Try it ::
The answer must be an exact copy of the records below, with every picture left out.

Extracted records ::
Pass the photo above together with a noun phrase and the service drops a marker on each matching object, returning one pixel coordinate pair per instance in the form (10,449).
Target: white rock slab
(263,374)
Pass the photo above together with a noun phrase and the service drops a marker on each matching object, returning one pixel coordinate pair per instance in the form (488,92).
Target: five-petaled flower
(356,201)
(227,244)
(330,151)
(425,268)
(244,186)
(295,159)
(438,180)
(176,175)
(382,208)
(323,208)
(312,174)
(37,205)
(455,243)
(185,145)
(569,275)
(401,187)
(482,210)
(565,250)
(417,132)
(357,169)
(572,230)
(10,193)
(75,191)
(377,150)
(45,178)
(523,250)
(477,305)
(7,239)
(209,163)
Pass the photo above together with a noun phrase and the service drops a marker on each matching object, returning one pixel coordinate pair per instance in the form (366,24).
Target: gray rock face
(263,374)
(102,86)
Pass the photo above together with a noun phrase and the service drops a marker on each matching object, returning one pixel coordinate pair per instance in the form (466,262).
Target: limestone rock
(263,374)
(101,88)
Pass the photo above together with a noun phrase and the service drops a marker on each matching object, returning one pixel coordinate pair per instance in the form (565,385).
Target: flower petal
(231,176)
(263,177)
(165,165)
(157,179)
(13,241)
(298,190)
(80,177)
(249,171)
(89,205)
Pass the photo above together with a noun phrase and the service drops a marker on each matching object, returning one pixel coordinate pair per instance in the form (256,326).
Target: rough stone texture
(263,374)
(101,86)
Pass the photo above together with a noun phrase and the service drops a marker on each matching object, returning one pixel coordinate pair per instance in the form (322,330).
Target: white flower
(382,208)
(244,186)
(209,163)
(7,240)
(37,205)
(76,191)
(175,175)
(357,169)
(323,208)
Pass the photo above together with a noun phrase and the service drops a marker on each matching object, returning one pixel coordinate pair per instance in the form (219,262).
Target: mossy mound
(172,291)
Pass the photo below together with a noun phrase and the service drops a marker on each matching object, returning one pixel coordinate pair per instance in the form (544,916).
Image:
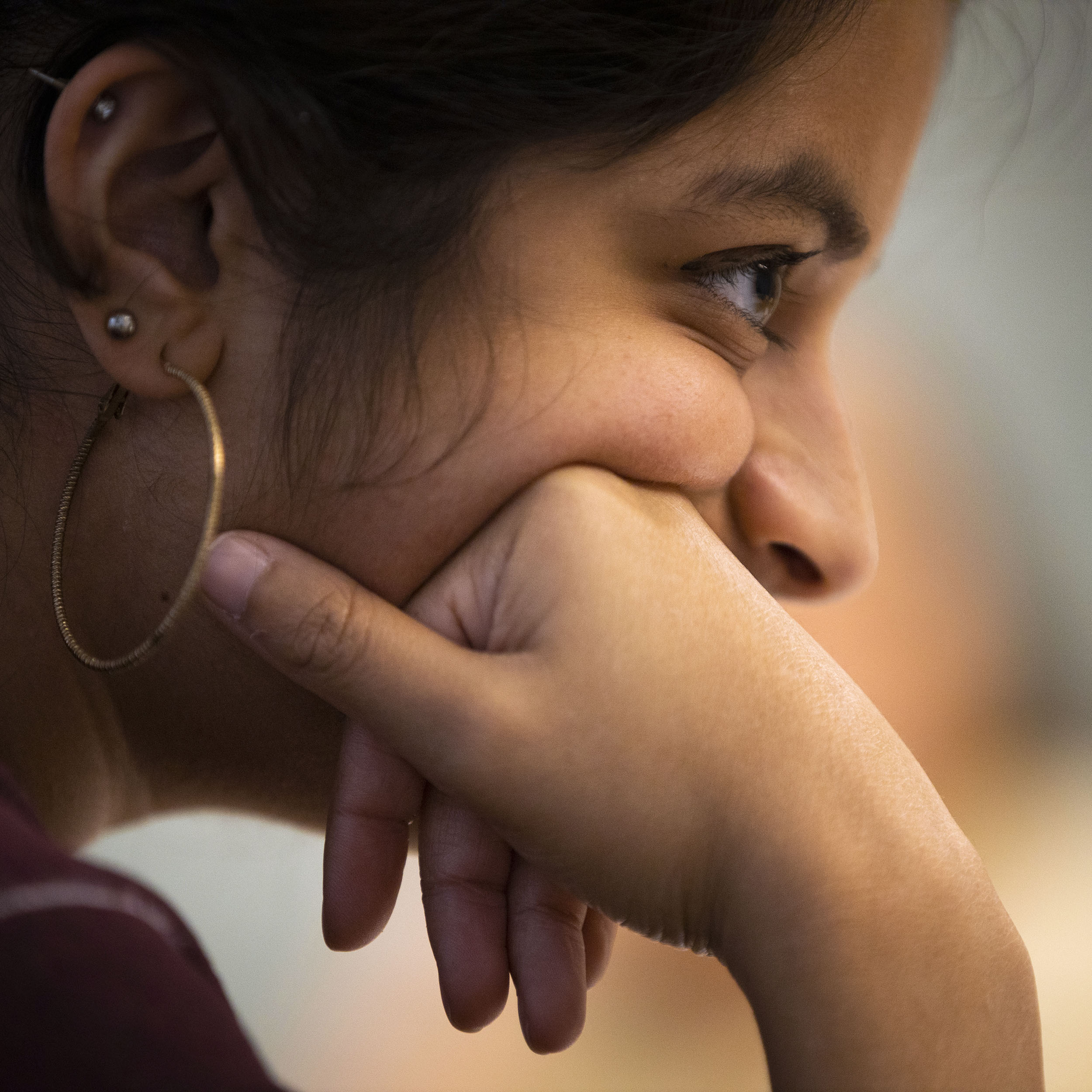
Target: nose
(798,512)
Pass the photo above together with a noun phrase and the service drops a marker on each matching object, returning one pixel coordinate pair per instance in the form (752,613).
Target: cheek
(667,411)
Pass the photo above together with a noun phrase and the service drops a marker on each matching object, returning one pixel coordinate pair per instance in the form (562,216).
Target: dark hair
(365,131)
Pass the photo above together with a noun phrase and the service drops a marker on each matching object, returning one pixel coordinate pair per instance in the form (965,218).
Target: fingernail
(234,566)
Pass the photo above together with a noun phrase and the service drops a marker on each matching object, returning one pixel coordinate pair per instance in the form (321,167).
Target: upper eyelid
(741,258)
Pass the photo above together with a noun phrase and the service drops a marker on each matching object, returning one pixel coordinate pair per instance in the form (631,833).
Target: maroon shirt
(102,986)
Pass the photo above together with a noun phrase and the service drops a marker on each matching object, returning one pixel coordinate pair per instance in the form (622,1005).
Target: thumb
(426,697)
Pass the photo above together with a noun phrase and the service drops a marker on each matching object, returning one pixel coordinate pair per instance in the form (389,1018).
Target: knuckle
(328,638)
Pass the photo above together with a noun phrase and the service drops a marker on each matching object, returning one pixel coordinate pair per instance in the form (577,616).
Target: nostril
(800,567)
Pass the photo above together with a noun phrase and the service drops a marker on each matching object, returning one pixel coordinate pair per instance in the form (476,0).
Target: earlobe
(135,189)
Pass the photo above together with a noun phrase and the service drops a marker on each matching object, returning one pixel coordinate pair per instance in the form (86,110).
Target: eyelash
(715,278)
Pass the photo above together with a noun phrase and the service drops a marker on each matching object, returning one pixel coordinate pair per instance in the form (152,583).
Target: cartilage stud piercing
(121,325)
(104,107)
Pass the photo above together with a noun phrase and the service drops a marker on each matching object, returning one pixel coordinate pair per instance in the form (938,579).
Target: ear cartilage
(121,325)
(104,107)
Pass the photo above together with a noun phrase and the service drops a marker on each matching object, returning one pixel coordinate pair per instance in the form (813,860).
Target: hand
(490,916)
(648,728)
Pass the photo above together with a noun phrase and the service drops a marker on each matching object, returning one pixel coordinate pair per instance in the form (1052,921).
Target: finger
(367,840)
(415,691)
(546,955)
(464,868)
(600,933)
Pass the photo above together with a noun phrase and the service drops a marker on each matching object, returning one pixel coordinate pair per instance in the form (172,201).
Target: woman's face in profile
(665,317)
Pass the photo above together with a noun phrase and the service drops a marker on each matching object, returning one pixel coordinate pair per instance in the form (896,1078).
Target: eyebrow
(806,184)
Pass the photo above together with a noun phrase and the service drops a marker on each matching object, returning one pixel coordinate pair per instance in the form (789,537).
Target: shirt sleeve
(97,999)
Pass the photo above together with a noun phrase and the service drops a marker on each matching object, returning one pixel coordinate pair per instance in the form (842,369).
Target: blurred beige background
(966,362)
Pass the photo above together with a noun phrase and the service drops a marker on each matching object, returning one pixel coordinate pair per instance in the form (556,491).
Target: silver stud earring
(104,107)
(121,325)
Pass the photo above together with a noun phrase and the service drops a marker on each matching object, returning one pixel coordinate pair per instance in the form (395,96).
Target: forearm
(872,945)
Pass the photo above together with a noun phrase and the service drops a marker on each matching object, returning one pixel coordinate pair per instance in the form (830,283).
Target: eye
(754,290)
(748,280)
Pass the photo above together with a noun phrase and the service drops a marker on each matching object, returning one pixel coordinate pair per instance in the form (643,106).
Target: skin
(578,340)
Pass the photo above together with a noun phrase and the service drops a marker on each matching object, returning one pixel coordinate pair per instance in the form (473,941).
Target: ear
(152,214)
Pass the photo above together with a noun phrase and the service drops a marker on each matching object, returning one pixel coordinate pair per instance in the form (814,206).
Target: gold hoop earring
(112,405)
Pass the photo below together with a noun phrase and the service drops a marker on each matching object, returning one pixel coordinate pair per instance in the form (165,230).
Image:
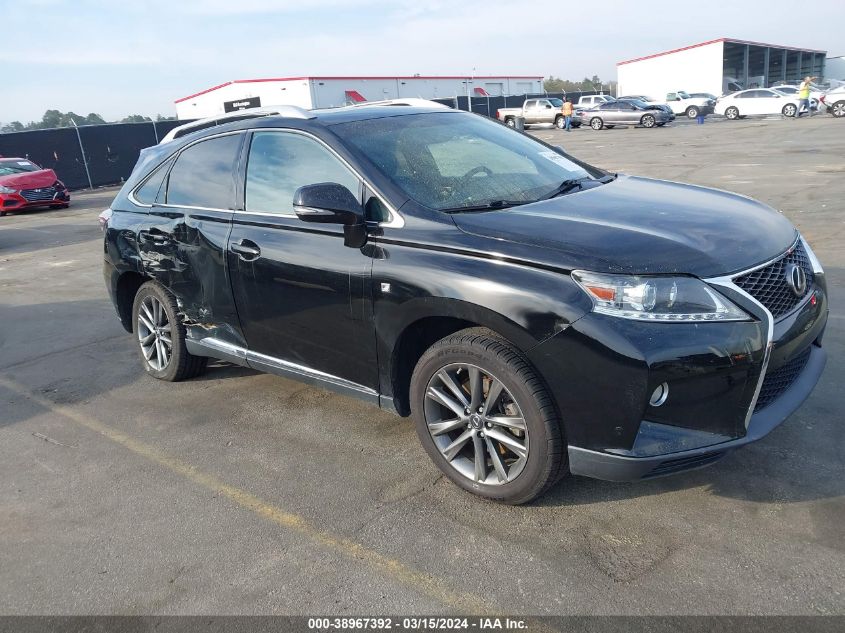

Result of the task ::
Pass the photo above together with a noun phrase and the service drops a marker on each matching object, returning one pixel coordinate pair per instance in the form (10,449).
Target: white rock slab
(263,374)
Pass the photo above together with a noun phrase and the service drops a marker on each matching object, returning one pixel coordinate pair per instance in the form (488,92).
Target: five-petaled flower
(356,201)
(227,244)
(330,151)
(425,268)
(244,186)
(295,159)
(438,180)
(176,175)
(382,208)
(323,208)
(312,174)
(37,205)
(455,243)
(185,145)
(569,275)
(401,187)
(482,210)
(565,250)
(417,132)
(357,169)
(572,230)
(10,193)
(75,191)
(377,150)
(45,178)
(523,250)
(477,305)
(7,239)
(209,163)
Pass the photo above together with a noun phrase and the service drops a marker on each matching object, returning one pixel coordinate pair per instance in the form (366,24).
Target: gray rock face
(263,374)
(102,86)
Pass the photo above together with a noun phrase and the service drops a marker on each matching object, returning one pixel coordinate pair per instance in the form (466,262).
Target: limestone rock
(263,374)
(101,88)
Pass the photo above together with a noun phrase and the service drops a marker on each matching object, returning one pixel coordinate pair per instance in the form (565,385).
Target: flower petal
(231,176)
(263,177)
(165,165)
(157,179)
(13,241)
(298,190)
(80,177)
(249,171)
(89,205)
Pass the photo above together with a noun phrase and the service drops a marker on each matching object, returning one pixel coordinate pair per instance in the form (256,326).
Target: rough stone texture
(263,374)
(101,86)
Pass the photo above together with a noun phrase and the service drops a marker on each matching object, returning one pixel coordinate pair per instance in the form (322,330).
Target: white flower
(382,208)
(244,186)
(209,163)
(7,240)
(37,205)
(76,191)
(175,175)
(357,169)
(323,208)
Pass the photo above together with a noun phrase and the service drops a marker on each matching object, returning one pixel coordinate pair per instance in the form (219,262).
Target: mossy mound
(172,291)
Pass the photo below together with a noun phrase and the service drops a marker on each matching object, returning one pixel coordinate pair per instance in the form (544,916).
Image:
Target: nose
(798,512)
Pass the photo above together with a noun phrase and the service drops a marker on each matching object, returning one pixel coordinate pair per instance in the form (752,613).
Target: cheek
(667,411)
Pass the photo above together with a noun phrase and the service drops a marker on each matching object, returning one pixel coordinate pair per instance in the form (562,216).
Target: dark hair
(365,131)
Pass the photo above together with a noun phrase and the service drops a marker on each matching object, returning one pixel coordinate pair per instance in the form (965,218).
Target: fingernail
(234,566)
Pass the photo above together with a noun phrase and the service drops a marker on each matching object, returning one pixel coordinate pair per instance in the form (321,167).
Target: upper eyelid
(741,258)
Pass the photo above together with a noun phrase and the service drops a marker on each matching object, returning one pixel coordinate pair per instance in the form (631,833).
Target: maroon shirt
(102,986)
Pass the photo above together with a noun phrase and the service drops a marker on each matching object, returning one pixel coordinate pair per instance in the form (622,1005).
Target: thumb
(426,697)
Pass the photo above together with a noun phrase and the service drops a marker on each matching object, returning one pixel coordinate pair per instance in the form (389,1018).
Target: knuckle
(328,638)
Pass the photo above together with a noun phrase and the service drops a marker on each matching object, returning one pixel coordinate pair per instance in the form (577,616).
Target: nostril
(800,567)
Pass the photo above together with a noun phrase and the service drops a marker on each matching object, returning one pixel coordinate pair per instance in the form (476,0).
Target: earlobe
(135,189)
Pass the photo above together with a noun phrase and the service drops a marker on each matching object, returning one pixel coordinate pair per instance in the form (86,110).
Target: eyelash
(715,278)
Pass the photo above together with a noun phrase and the service drops a marker on each matching object, returning one pixel coordinate pair per instance in the form (152,583).
Target: cartilage stud piercing
(121,325)
(104,107)
Pass the photo above together with a noun phrase and the service drops a marker on each matching object, returning one pixel coordinate pair per instance in the form (938,579).
Target: ear cartilage
(121,325)
(104,107)
Pass the photo above together with a noun phrase and the service drops a marker on each matching object, returning one pixel coordinate pair per instance in the form (813,860).
Target: hand
(490,916)
(648,728)
Pass the photo above together with a noun phrase and the service drops a marker on each matching object, returning one pixel coordinate pair per instance in the form (1052,921).
Target: finger
(367,840)
(415,691)
(546,955)
(464,868)
(600,933)
Pass the photo above together with a noun phrase and the service drops a marker on each matching object, returning one pixel coordinate pair per instance in the form (172,201).
Target: woman's face in profile
(665,317)
Pass the photo above together with a noun phrase and the service drops a marker on each matching object, returning one pixel coordinate pair per instance in the form (896,1078).
Target: eyebrow
(806,184)
Pass the photo above together with a noun phrase and the service drops a marker on each matching object, returning one pixel coordinate pair per instance in the form (789,537).
Target: shirt sleeve
(97,999)
Pass the photo above together with a noun phrase and the service drops a marker on each matching object, returning one pixel coordinate pair per instance in the form (842,369).
Target: blurred beige background
(966,362)
Pass the photo above together with a noun phrase and the service drops a marker on each matching object, returning one pixel coordinate pair per instance in the form (556,491).
Target: silver stud earring
(104,107)
(121,325)
Pass the photo above together with a noun phrase and the service drops a marker on each matching object, returning one pixel coordinate pair per instance in the form (395,96).
Target: forearm
(872,945)
Pass the photo above together with a noun phrase and the service drops a marker on each matching object, returning one pixel coordinate pair per instance in the form (830,283).
Target: eye
(754,290)
(748,280)
Pass the photo above together with a noun phrase and the service drops a marker on each matching object, returning one pixel coordinate pair per instance in the form (643,106).
Target: skin
(578,340)
Pass the photo above together with a noun phrase and the service drops a marker on each matching object, returning one pixel coordinate pair per instance in the form (473,941).
Target: ear
(152,214)
Pass the photo above together with a noun phrase and the service drops a marker on each matching object, returning one pixel coordinate pair per instance in the form (814,206).
Target: gold hoop earring
(112,405)
Pass the photo below together with a noun phrase and the service drops a marker on each matching object, returning one pixel coordinate pair per instance in the form (165,230).
Image:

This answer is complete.